DATA LINES:
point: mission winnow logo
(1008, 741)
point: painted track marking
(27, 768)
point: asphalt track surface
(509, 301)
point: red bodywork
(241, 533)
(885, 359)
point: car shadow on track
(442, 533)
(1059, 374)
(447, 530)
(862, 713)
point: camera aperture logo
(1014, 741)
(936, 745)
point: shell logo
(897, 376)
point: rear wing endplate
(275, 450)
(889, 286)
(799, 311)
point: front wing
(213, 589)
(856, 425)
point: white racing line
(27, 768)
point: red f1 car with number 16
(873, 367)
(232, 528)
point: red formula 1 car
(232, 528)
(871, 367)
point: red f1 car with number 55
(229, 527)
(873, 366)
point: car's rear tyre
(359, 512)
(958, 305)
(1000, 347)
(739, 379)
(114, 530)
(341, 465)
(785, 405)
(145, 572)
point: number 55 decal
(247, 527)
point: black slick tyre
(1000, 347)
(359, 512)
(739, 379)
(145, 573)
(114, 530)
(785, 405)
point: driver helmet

EXERCISE PROMPT: Copy out the listing from the line with "point: red f1 car with number 16" through the end of the listing, both ends included, reproducing each line without changes.

THE RESULT:
point: red f1 car with number 16
(873, 367)
(232, 528)
point: red formula 1 car
(232, 528)
(871, 367)
point: red f1 car with number 55
(229, 527)
(873, 366)
point: car's rear tyre
(359, 512)
(958, 305)
(1000, 347)
(739, 379)
(114, 530)
(341, 465)
(785, 405)
(145, 572)
point: number 55 decal
(247, 527)
point: black slick tyre
(1000, 347)
(359, 512)
(739, 379)
(145, 573)
(114, 530)
(785, 405)
point: driver helmet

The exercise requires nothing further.